**WHAT THE TASK REQUIRES**: Extract exactly the range of lines bounded by the line containing "[indicate] one point per instance, sample <point>99,184</point>." and the final line of the listing, both ends included, and no other lines.

**EXCERPTED RECORDS**:

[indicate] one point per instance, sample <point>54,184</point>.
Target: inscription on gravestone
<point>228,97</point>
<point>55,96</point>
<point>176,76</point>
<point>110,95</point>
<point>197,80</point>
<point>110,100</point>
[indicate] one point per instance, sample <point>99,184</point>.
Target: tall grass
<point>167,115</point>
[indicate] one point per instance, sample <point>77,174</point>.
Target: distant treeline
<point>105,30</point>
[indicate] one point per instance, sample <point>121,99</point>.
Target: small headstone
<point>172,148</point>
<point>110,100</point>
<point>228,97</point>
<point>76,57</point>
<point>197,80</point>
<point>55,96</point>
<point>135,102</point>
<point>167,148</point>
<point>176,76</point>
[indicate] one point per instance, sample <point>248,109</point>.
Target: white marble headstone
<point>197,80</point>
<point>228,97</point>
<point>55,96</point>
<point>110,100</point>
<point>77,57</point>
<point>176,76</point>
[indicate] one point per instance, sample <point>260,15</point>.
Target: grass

**SOLUTION FOR THIS PROBLEM**:
[indicate] one point per instance, sample <point>99,184</point>.
Target: tall grass
<point>167,115</point>
[indicate] one point per instance, sample <point>77,174</point>.
Target: distant treeline
<point>105,30</point>
[indicate] one point per instance, sample <point>121,99</point>.
Target: small headstone
<point>172,148</point>
<point>110,100</point>
<point>228,97</point>
<point>76,57</point>
<point>197,80</point>
<point>55,96</point>
<point>135,102</point>
<point>167,148</point>
<point>176,76</point>
[indicate] one point per instance, sample <point>248,109</point>.
Target: white marble headstone
<point>197,80</point>
<point>228,97</point>
<point>55,96</point>
<point>110,100</point>
<point>77,57</point>
<point>176,76</point>
[indicate] one point per instance, sample <point>260,15</point>.
Target: grass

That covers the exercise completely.